* **WORK TASK 1**
Decide whether each statement agrees with the article on Iran's parliament: (a) the chamber has 290 seats; (b) the Expediency Council is run by reformists; (c) the Guardians Council has 12 members. Answer yes or no for each, and quote the words from the article that decide it.
* **WORK TASK 2**
List every religious minority that the article on Iran's parliament names as having seats reserved for it.
* **WORK TASK 3**
Extend the article on Iran's parliament by writing the next few sentences after its final one.

* **PASSAGE SHOWN**
Friday, February 20, 2004 - ©2004 IranMania.com
TEHRAN, Feb 20 (AFP) - Iran's parliament is one of just a few elected bodies in Iran, and as reformists have discovered, control of it does not translate into enough real power to challenge hardliners who control the institutions that matter.
Over the past four years, the reformist-controlled Majlis has churned out a string of bills aimed at democratising the 25-year-old Islamic republic and easing Islamic social regulations.
And they assert they had the mandate to do succeed, given that Iran's late revolutionary founder, Ayatollah Ruhollah Khomeini, once said "the Majlis is the pinnacle of public affairs".
Parliament is also promoted by the regime as a manifestation of Iran's republican status, with the 290-seat chamber also having five seats reserved for recognised religious minorities -- Jews, Christians and Zoroastrians -- and 13 woman MPs.
But it lives in an often-uneasy coexistence with other institutions, a sometimes schizophrenic state of affairs that the regime terms "Islamic democracy".
Legislation is subject to tough scrutiny from the Guardians Council, a 12-member senate-like body of jurists and clerics who screen all laws to see if they comply with their ridged interpretations of Islamic law and the constitution.
More often than not, reformist legislation has been rejected. Either it is unceremoniously binned or it is sent back with suggestions for extensive amendments that effectively kill off the original purpose of the bill.
It was also the Guardians Council that ruthlessly culleds the list of prospective candidates for Friday's election. It weeded out some 2,300 would-be MPs -- most of them reformists -- meaning that it effectively has the power to determine the make-up of the Majlis.
And the Council has also reflected the concerns of powerful religious foundations who control much of the economy, by blocking moves to open it up to greater foreign investment and private industry.
Protracted disputes between the Guardians Council and the Majlis can always be sent to the Expediency Council -- another conservative-run oversight body that is headed by powerful former president Akbar Hashemi Rafsanjani.
Once seen as a moderate, Rafsanjani is now considered a central pillar of pragmatic conservatives, and the Expediency Council frequently takes the side of the Guardians.

* **MATERIAL SHOWN**
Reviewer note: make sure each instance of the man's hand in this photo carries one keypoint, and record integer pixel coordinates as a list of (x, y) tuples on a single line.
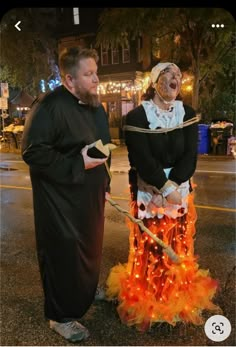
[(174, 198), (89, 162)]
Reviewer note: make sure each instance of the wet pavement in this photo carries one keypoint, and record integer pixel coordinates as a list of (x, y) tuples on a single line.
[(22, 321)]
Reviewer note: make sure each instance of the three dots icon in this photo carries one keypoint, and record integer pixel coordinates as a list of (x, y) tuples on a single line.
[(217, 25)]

--

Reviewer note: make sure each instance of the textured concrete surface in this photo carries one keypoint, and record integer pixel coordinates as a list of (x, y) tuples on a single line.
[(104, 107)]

* **EXERCISE OUTPUT 1**
(a) Yes: "the 290-seat chamber"
(b) No: "another conservative-run oversight body"
(c) Yes: "a 12-member senate-like body of jurists and clerics"

* **EXERCISE OUTPUT 2**
Jews, Christians, Zoroastrians

* **EXERCISE OUTPUT 3**
While largely powerless, Majlis deputies have profited from the fact that debates are also relayed across the country by state media -- ironically another conservative-controlled bastion. So the chamber has served as an effective platform for their calls for change.
In the end, supreme leader Ayatollah Ali Khamenei has the final say in all matters of state. He rules over Iran under a concept known as Velayat-e Faqih -- governorship of the jurist -- which gives him sacred powers akin to those of an Imam, or successor to the Muslim prophet and leader of the Shiite faith.
Elsewhere, religious conservatives wield enormous power through the judiciary. The Islamic republic's courts have been particularly unforgiving to reformist activists, and even those who technically enjoy parliamentary immunity.
Outgoing reformists already fear a judicial backlash once they are ousted from the Majlis, as is widely expected given that most of them have been barred from standing in Friday's polls.
And even while reformists were in the parliament and a reformist president, Mohammad Khatami, has been in office, the courts undermined their positions by targeting newspapers, dissidents and pro-democracy students.
With conservatives expected to win Friday's elections, Khatami and his reformist colleagues -- also increasingly powerless in the face of hardline opposition -- are also under threat.
The parliament can impeach the president and ministers if needed, but the incoming conservatives may just choose to be patient -- Khatami's second and final term in office ends in mid-2005.